What the exercise asks =
Lines before the one containing "Target: bare tree" are left out; copy that line and every later line through the end of the data exactly.

Supplied material =
= = =

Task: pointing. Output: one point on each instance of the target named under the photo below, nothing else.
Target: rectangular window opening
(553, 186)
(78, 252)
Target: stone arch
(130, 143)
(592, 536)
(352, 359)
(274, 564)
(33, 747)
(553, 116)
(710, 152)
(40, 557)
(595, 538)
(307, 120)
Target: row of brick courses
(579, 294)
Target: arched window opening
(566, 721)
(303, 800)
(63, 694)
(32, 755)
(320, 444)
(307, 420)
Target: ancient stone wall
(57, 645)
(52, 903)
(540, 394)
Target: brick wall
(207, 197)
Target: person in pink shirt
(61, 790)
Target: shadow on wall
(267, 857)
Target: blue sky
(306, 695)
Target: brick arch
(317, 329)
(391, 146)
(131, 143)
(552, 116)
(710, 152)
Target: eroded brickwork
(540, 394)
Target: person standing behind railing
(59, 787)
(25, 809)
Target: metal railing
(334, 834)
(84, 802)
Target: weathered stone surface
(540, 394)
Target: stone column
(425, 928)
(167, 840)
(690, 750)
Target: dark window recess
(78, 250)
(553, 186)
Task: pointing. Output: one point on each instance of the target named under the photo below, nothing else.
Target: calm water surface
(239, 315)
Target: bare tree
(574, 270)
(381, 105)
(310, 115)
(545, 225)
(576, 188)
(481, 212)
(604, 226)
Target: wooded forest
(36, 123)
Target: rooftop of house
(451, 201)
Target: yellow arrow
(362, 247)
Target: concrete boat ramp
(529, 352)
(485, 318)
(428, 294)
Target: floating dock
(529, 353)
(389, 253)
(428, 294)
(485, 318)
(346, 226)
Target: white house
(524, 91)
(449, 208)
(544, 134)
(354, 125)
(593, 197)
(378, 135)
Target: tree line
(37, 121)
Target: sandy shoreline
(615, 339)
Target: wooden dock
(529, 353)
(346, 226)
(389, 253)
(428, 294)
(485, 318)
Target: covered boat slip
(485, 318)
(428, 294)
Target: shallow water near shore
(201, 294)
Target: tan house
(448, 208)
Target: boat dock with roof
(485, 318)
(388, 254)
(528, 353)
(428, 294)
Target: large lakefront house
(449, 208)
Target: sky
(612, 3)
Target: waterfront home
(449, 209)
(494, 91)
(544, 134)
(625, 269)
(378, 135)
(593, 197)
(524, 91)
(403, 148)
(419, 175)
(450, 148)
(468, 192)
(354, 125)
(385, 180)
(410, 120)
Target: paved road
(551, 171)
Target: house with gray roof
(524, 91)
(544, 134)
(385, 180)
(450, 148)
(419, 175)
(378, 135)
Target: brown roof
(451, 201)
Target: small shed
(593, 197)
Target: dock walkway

= = =

Result of this exercise =
Target: bare tree
(574, 270)
(381, 105)
(310, 115)
(545, 225)
(576, 188)
(481, 212)
(604, 226)
Target: wooded forest
(36, 123)
Target: rooftop of house
(451, 201)
Target: yellow arrow
(362, 247)
Target: concrete boat ramp
(529, 352)
(485, 318)
(428, 294)
Target: floating dock
(529, 353)
(389, 253)
(428, 294)
(485, 318)
(346, 226)
Target: white house
(524, 91)
(449, 208)
(544, 134)
(354, 125)
(593, 197)
(378, 135)
Target: tree line
(37, 121)
Target: sandy shoreline
(615, 339)
Target: wooden dock
(529, 353)
(346, 226)
(389, 253)
(428, 294)
(485, 318)
Target: covered boat slip
(485, 318)
(428, 294)
Target: shallow water near shore
(201, 294)
Target: tan house
(448, 208)
Target: boat dock with roof
(485, 318)
(388, 254)
(528, 353)
(428, 294)
Target: large lakefront house
(449, 208)
Target: sky
(612, 3)
Target: waterfront home
(449, 209)
(494, 91)
(544, 134)
(625, 269)
(378, 135)
(593, 197)
(524, 91)
(403, 148)
(419, 175)
(450, 148)
(468, 192)
(354, 125)
(385, 180)
(410, 120)
Target: paved road
(551, 171)
Target: house with gray roof
(524, 91)
(544, 134)
(385, 180)
(450, 148)
(419, 175)
(378, 135)
Target: brown roof
(451, 201)
Target: small shed
(593, 197)
Target: dock walkway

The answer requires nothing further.